== Tasks for this exercise ==
**a.** Can you reproduce the passage of the Beyoncé interview from "Quiet, considered and" to "a half now." word for word?
**b.** Which designers does the Beyoncé interview credit with the bespoke outfits she wears at the Brooklyn cook-out?

== Passage shown ==
· · · · ·
Beyoncé

After taking a year off to save her sanity, Queen Bey is back to reclaim her musical throne – and she’s ready to risk everything

Tim Noakes
Tim Noakes: Interview Archive
11 min readMay 8, 2016

--

Parked up on a patch of wasteland in the heart of Brooklyn’s Navy Docks, Beyoncé Knowles stands outside a tatty Winnebago, cooking a slab of meat over a naked flame. The smell of singed steak and firelighter fluid hangs heavy on the Sunday afternoon breeze as she lip-syncs the words to Prince’s “Black Sweat” and swings her hips in time to the purple funk. In strict defiance of BBQ law, she forgoes a comedy apron and attends to the grill dressed in high heels, a shimmering Gareth Pugh silver snood, matching leggings and a leopard-skin bra. “This is the most glamorous handkerchief ever, it’s gangsta,” she giggles, nestling her nose into the shiny fabric. In a neighbouring apartment block, a bewildered granny stares at the surreal scene unfolding outside of her window. She disappears briefly, perhaps to check the dosage of her meds. After all, it’s not every day that a pop icon rolls into your backyard for a spontaneous summer cook-out — especially one dressed head-to-toe in bespoke outfits created by Tom Ford, Riccardo Tisci, Gareth Pugh, Haider Ackermann, Stefano Pilati and Marc Jacobs.

Photography by Sharif Hamza

“That was fun! The juxtaposition was something I really connected with,” the 29-year-old singer says after the trailer trash fantasy shoot. “Grilling in Gareth Pugh and high heels, that’s an everyday thing for me… yeah right! But when I’m doing a shoot like this, I’m not at all shy about having the freedom to wear something fashionable, or something sexy, or showing more skin. I have no problem with being whatever character I need to be. I have my limits, clearly, but I think that’s the beauty of being a woman. We have so many different personalities and I love to tap into all of those.”

Sitting on a beige sofa in her other motor home, a $500,000 tour bus parked a few metres in front of the clapped-out camper van, Beyoncé seems quite petite compared to the bootylicious glamazonian on MTV. “I think it’s interesting because people think I’m a lot curvier than I am,” she says. “I’m definitely not like what people’s perception of me is. Every single day of my life somebody says, ‘You’re tiny!’ Every day! I guess everyone else puts more focus on it than I do.”

“I’m definitely not like what people’s perception of me is. Every single day of my life somebody says, ‘You’re tiny!’ Every day! Everyone else puts more focus on it than I do.”

Quiet, considered and extremely polite, she sets aside the MacBook on which she’s been reviewing 12 hours of footage from the Mad Max inspired “Run The World (Girls)” video shoot, in which she plays the leader of an all dancing female army who take on a macho SWAT team in the Mojave desert. The quintessential multitasker, she’s been cutting scenes throughout the day in between modelling, grilling and getting her hair done and nails did. It’s this relentless, sleep when you’re dead approach that has kept Beyoncé ahead of the pack for a decade and a half now.

When she started out in Girl’s Tyme and then Destiny’s Child, she would always be the one practising her dance moves after the show, or reading the Bible rather than going out and partying. As she evolved into this millennium’s first solo pop star, selling 75 million records along the way, her anathema towards taking days off became even more ingrained. She used her spare time to create her own fashion and perfume lines, become a top flight Hollywood actress, serenade the Obamas at the Presidential Inauguration ball, marry the world’s most swagged-out rapper, set up a charity foundation for displaced families and, most exhaustingly of all, squeeze in some girl-on-girl action with Lady Gaga. It’s a miracle she didn’t get hooked on antihistamines, such is her allergic reaction to smelling the roses.
· · · · ·
== Dataset excerpts ==
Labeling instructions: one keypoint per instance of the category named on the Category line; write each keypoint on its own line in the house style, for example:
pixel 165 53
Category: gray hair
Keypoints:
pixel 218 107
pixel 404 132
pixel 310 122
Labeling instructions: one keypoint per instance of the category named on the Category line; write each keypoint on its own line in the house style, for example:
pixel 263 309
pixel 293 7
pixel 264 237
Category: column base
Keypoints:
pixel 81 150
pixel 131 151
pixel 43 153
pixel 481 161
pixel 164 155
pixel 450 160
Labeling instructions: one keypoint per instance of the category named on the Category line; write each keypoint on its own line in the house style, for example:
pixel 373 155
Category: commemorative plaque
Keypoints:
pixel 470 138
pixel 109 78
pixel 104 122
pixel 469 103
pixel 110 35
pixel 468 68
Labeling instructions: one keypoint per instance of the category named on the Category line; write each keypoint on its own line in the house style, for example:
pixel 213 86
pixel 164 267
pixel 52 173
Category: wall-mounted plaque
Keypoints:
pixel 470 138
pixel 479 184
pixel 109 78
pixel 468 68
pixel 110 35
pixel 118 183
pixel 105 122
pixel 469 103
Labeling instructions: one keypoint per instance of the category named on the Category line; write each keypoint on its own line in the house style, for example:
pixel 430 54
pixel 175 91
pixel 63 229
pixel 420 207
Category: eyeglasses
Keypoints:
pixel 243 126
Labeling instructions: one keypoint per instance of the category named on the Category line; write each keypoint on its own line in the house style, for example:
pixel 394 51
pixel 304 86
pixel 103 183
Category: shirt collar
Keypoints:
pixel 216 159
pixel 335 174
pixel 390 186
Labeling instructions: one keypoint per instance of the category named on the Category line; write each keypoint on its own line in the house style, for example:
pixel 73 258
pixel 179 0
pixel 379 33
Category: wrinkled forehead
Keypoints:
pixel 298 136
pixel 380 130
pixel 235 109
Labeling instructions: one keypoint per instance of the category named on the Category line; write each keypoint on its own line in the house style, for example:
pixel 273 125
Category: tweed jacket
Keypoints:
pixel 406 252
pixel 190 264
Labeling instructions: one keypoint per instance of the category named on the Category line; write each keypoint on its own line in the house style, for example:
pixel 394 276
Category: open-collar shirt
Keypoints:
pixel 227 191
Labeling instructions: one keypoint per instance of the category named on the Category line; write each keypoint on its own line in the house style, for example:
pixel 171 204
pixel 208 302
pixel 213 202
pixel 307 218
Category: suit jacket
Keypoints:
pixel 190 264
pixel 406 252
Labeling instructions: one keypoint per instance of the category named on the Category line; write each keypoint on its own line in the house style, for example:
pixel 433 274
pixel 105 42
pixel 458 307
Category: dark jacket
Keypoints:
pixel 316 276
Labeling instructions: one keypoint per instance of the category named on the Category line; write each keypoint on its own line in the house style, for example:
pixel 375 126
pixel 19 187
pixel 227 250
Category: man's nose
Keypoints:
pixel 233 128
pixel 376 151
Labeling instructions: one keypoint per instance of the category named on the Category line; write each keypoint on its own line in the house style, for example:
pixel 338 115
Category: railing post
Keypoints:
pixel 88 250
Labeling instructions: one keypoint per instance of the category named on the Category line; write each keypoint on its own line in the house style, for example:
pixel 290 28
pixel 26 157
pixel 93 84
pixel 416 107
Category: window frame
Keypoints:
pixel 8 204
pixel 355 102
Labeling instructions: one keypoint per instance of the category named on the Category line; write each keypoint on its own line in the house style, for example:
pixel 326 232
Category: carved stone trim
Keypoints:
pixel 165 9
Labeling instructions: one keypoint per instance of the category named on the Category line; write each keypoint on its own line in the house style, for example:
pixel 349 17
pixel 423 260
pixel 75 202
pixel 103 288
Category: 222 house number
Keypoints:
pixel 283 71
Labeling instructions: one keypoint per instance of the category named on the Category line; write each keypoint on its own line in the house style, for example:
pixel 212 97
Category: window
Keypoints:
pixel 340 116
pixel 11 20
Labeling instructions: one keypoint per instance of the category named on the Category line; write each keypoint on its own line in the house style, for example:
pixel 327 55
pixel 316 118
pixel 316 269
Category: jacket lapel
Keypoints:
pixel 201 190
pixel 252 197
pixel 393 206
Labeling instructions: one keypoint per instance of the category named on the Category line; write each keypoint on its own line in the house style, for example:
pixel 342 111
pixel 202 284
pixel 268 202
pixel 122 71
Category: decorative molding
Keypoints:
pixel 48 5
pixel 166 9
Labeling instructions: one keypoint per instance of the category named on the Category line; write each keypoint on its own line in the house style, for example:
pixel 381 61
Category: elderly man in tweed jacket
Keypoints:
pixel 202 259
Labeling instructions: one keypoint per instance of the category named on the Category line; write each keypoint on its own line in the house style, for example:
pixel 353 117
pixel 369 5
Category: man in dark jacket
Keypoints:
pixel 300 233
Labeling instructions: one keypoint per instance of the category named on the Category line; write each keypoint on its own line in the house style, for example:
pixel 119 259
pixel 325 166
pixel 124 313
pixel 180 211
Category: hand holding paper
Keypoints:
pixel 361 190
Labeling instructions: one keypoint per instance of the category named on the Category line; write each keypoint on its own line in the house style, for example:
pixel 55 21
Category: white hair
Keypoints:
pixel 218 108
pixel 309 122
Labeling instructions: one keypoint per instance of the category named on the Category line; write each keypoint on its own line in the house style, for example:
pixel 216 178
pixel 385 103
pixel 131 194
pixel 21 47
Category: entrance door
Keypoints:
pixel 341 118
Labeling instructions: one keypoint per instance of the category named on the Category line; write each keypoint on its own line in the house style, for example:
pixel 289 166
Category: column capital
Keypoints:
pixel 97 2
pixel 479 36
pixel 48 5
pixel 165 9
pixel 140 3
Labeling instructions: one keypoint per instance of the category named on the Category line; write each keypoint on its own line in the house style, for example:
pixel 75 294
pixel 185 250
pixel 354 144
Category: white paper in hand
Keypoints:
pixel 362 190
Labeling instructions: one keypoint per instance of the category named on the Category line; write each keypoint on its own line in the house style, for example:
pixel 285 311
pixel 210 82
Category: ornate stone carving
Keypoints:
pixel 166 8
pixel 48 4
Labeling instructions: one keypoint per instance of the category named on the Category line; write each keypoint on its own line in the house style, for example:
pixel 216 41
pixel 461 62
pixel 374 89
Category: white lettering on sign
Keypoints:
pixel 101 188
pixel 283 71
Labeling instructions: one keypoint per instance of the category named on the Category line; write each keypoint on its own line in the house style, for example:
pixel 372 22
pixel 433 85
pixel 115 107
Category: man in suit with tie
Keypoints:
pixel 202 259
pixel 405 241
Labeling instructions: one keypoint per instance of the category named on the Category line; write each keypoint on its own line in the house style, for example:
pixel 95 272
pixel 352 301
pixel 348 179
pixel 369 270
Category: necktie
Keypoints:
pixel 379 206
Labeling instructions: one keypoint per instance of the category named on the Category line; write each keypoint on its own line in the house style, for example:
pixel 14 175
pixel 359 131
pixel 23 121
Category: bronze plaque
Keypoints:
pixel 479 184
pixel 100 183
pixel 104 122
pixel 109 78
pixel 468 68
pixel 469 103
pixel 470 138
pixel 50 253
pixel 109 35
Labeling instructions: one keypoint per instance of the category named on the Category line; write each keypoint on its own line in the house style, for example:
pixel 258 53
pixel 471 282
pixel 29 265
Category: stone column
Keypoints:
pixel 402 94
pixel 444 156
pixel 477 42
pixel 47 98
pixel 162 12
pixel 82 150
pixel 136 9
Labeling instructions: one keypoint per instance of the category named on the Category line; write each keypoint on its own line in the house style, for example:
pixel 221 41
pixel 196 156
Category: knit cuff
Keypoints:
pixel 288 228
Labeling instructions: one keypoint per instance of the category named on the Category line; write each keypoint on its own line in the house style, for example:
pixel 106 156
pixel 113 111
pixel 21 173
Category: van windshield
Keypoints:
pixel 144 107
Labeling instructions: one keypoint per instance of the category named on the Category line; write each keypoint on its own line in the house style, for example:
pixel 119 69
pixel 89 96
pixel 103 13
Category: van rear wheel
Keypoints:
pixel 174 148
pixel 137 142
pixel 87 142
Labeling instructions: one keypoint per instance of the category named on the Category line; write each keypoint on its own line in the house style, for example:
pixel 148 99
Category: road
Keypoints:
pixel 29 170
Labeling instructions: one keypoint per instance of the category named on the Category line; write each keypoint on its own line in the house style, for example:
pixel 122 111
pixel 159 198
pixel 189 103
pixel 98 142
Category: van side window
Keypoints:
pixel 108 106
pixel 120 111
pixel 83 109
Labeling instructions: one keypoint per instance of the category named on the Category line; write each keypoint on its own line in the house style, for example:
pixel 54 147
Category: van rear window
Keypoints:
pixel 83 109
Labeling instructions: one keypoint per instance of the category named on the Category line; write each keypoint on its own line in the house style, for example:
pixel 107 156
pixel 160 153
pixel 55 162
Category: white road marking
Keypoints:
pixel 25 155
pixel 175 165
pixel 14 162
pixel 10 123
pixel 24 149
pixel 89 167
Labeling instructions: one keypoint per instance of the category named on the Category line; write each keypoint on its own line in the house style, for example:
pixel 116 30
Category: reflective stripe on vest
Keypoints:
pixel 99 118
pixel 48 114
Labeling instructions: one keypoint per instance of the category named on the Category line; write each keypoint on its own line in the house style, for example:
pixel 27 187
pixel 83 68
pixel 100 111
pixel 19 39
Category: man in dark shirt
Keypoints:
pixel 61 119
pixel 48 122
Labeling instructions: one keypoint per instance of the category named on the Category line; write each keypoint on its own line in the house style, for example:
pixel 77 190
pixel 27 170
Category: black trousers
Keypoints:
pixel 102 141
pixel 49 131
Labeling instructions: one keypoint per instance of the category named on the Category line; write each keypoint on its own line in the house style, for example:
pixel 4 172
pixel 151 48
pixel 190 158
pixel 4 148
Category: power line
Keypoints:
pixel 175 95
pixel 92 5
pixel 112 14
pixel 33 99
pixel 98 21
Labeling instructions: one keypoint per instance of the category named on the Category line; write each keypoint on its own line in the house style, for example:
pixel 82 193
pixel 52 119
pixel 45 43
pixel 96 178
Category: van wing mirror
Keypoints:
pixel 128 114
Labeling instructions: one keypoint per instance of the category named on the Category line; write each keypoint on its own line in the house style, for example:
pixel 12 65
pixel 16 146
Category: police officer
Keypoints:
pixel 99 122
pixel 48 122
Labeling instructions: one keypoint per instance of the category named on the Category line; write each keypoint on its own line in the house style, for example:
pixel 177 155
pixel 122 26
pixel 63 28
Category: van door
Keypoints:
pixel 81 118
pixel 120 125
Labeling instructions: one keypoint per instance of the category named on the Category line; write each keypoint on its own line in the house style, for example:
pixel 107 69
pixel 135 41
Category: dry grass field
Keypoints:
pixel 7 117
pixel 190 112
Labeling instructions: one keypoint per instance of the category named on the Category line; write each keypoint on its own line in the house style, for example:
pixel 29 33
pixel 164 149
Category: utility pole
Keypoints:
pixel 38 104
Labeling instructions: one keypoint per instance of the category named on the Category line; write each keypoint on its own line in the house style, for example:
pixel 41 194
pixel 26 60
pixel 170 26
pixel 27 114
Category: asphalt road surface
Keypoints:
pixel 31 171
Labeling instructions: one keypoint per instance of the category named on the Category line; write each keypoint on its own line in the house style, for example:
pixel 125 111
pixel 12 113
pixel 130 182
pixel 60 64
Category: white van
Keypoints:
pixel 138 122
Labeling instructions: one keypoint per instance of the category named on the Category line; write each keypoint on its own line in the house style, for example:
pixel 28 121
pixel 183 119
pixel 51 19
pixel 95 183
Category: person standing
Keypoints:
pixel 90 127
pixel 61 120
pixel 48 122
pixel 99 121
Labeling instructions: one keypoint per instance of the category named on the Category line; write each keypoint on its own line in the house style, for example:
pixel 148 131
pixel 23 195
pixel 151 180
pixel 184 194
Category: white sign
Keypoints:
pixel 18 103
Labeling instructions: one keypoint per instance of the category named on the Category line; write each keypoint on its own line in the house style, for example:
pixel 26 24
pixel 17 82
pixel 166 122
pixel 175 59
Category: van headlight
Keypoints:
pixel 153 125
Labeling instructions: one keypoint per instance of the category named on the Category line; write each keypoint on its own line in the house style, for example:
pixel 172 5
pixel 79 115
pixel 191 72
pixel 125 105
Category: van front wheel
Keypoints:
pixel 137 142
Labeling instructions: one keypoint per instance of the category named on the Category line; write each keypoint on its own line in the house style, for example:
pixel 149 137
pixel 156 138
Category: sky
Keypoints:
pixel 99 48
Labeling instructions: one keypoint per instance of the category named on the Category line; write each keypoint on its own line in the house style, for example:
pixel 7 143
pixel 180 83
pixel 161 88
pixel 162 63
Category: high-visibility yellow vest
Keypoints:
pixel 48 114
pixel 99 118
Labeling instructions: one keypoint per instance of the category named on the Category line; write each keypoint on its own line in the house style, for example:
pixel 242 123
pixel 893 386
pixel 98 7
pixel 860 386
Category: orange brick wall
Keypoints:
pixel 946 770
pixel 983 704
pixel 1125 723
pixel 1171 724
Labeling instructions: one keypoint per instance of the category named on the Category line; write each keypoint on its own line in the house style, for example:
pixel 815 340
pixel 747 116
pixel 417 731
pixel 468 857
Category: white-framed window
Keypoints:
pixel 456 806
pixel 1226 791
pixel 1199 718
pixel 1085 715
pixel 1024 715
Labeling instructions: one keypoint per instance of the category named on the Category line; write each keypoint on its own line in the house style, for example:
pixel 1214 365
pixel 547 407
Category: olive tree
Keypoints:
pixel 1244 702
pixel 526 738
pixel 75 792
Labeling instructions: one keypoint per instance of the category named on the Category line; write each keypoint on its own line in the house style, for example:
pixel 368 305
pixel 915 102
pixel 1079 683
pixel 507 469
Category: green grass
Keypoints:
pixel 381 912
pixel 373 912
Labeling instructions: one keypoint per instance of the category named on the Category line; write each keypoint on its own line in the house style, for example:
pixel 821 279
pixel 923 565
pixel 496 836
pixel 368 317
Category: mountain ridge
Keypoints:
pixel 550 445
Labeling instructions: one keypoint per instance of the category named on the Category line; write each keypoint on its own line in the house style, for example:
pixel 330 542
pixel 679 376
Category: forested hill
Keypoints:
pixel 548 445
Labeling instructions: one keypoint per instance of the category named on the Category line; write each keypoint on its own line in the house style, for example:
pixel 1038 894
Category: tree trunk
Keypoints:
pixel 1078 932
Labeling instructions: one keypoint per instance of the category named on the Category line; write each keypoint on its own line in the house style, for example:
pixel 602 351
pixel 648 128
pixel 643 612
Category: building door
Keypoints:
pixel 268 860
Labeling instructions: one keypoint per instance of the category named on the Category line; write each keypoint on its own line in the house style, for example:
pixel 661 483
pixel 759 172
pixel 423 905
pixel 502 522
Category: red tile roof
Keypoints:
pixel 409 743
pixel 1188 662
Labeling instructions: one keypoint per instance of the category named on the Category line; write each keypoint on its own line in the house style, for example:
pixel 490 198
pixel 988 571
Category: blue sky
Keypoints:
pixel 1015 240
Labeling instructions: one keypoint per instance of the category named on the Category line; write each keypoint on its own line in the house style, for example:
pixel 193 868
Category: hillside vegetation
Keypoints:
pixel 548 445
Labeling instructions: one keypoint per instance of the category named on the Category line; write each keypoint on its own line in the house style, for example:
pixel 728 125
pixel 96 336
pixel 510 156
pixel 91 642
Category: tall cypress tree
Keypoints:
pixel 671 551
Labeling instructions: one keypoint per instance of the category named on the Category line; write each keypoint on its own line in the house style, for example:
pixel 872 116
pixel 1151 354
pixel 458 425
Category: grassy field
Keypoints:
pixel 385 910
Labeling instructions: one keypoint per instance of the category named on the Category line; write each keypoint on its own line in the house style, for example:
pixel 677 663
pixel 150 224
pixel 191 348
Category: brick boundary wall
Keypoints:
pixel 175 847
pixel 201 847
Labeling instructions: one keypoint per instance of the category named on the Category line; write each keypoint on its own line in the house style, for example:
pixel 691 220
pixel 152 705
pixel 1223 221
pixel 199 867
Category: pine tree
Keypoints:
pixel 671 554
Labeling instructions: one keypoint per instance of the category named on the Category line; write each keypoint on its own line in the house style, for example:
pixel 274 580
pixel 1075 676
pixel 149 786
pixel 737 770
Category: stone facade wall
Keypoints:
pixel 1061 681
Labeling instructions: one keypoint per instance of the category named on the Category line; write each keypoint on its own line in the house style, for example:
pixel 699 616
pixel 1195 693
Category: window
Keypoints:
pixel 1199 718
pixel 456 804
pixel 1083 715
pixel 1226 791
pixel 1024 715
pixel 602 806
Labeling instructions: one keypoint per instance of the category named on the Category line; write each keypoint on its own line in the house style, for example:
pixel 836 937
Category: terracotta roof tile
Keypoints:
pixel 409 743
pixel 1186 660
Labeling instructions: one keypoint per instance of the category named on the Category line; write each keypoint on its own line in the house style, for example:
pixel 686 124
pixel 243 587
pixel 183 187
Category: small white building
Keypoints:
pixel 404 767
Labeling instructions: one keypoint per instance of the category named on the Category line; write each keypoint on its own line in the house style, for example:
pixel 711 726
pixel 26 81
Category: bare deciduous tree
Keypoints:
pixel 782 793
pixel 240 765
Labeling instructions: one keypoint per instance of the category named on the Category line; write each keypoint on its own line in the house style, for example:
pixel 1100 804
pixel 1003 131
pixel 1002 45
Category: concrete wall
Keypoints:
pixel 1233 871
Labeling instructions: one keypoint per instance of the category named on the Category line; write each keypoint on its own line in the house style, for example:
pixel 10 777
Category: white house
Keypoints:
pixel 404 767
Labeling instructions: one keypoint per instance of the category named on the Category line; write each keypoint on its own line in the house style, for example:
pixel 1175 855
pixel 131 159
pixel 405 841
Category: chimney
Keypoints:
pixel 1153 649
· · · · ·
== Final answers ==
**a.**
Quiet, considered and extremely polite, she sets aside the MacBook on which she’s been reviewing 12 hours of footage from the Mad Max inspired “Run The World (Girls)” video shoot, in which she plays the leader of an all dancing female army who take on a macho SWAT team in the Mojave desert. The quintessential multitasker, she’s been cutting scenes throughout the day in between modelling, grilling and getting her hair done and nails did. It’s this relentless, sleep when you’re dead approach that has kept Beyoncé ahead of the pack for a decade and a half now.

**b.** Tom Ford, Riccardo Tisci, Gareth Pugh, Haider Ackermann, Stefano Pilati and Marc Jacobs.